▶ **Text passage**
►
# Costco beef round tip?



## mummel (May 28, 2015)

Doing more research on the Costco meats.  Do you guys know what part this is?  Any good for smoking?  It weighed 13lbs at $4 / lb.  Was round shaped chunk of red meat.  It looked delicious.  Found this pic.  Any ideas?













Pepper+Steak+6-3-2012+Start+in+Package.jpg



__ mummel
__ May 28, 2015


----------



## mummel (May 28, 2015)

Found this!













Beef.jpg



__ mummel
__ May 28, 2015


----------



## oldschoolbbq (May 28, 2015)

Comes from the area of the pointer is in of Mummel's q-view .


----------



## mummel (Jun 15, 2015)

Bump!  Has anyone done this piece before.  Whats the best method?  Do you slice it like roast beef?


----------



## jbills5 (Jun 15, 2015)

mummel said:


> Bump!  Has anyone done this piece before.  Whats the best method?  Do you slice it like roast beef?


Yes, cook to med rare and slice thing for pit beef sandwiches.


----------



## demosthenes9 (Jun 19, 2015)
◄
▶ **Challenges**
a: Answer these from the beef round tip thread, each on its own line:
(i) How much did the piece mummel saw at Costco weigh?
(ii) To what doneness does jbills5 say to cook it?
(iii) On what date did mummel post the bump asking about the best method?
b: Does each statement agree with the beef round tip thread? Answer yes or no, and quote the words that decide it.
(i) The piece cost $5 per pound.
(ii) mummel described the piece as a round shaped chunk of red meat.
(iii) mummel asked whether the piece was any good for smoking.
c: Quote the beef round tip thread word for word, starting with "Doing more research" and going on through "pic.  Any ideas?".
You won't need the listing for any of this.

▶ **Data section**
►
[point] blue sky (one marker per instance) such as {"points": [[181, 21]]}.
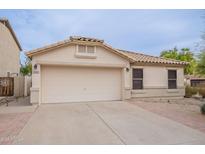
◄
▶ **Answers provided**
a:
(i) 13lbs
(ii) Med rare
(iii) Jun 15, 2015

b:
(i) No: "It weighed 13lbs at $4 / lb."
(ii) Yes: "Was round shaped chunk of red meat."
(iii) Yes: "Any good for smoking?"

c:
Doing more research on the Costco meats.  Do you guys know what part this is?  Any good for smoking?  It weighed 13lbs at $4 / lb.  Was round shaped chunk of red meat.  It looked delicious.  Found this pic.  Any ideas?